--- OBJECTIVE ---
Convert the lines below into a JSON list of strings with one string per line, leaving out blank lines. Begin at the line that has "In this exercise you will point out the blue" and stop after the line that has "[(676, 131), (670, 410)]".

--- DATA FOR THIS TASK ---
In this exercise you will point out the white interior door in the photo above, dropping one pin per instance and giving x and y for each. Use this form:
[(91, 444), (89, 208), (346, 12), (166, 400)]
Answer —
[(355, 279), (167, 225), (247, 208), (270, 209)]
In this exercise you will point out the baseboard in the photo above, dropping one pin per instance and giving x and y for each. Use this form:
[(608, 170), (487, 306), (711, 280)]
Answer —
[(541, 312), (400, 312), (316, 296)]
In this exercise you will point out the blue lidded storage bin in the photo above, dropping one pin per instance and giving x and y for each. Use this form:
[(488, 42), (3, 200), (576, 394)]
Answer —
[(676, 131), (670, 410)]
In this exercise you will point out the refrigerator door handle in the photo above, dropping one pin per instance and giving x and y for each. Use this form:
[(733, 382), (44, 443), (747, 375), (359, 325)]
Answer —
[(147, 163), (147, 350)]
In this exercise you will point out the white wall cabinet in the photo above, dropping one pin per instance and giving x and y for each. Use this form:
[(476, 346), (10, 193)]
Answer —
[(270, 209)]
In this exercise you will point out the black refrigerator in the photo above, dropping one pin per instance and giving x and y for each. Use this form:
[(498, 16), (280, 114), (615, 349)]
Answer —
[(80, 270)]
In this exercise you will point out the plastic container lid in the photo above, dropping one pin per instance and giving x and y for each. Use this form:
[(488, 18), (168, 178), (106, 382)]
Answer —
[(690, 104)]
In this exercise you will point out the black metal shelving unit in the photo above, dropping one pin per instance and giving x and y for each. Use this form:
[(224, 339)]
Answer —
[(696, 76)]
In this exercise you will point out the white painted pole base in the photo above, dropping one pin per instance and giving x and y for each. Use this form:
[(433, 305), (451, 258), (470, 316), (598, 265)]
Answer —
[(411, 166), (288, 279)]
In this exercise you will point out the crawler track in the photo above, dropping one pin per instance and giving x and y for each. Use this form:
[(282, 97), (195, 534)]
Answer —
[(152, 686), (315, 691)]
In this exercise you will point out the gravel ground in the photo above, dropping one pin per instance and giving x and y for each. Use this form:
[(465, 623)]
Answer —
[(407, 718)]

--- WRITTEN SOLUTION ---
[
  "In this exercise you will point out the blue lidded storage bin in the photo above, dropping one pin per instance and giving x and y for each. Use this form:",
  "[(488, 42), (3, 200), (576, 394)]",
  "Answer —",
  "[(676, 131), (670, 410)]"
]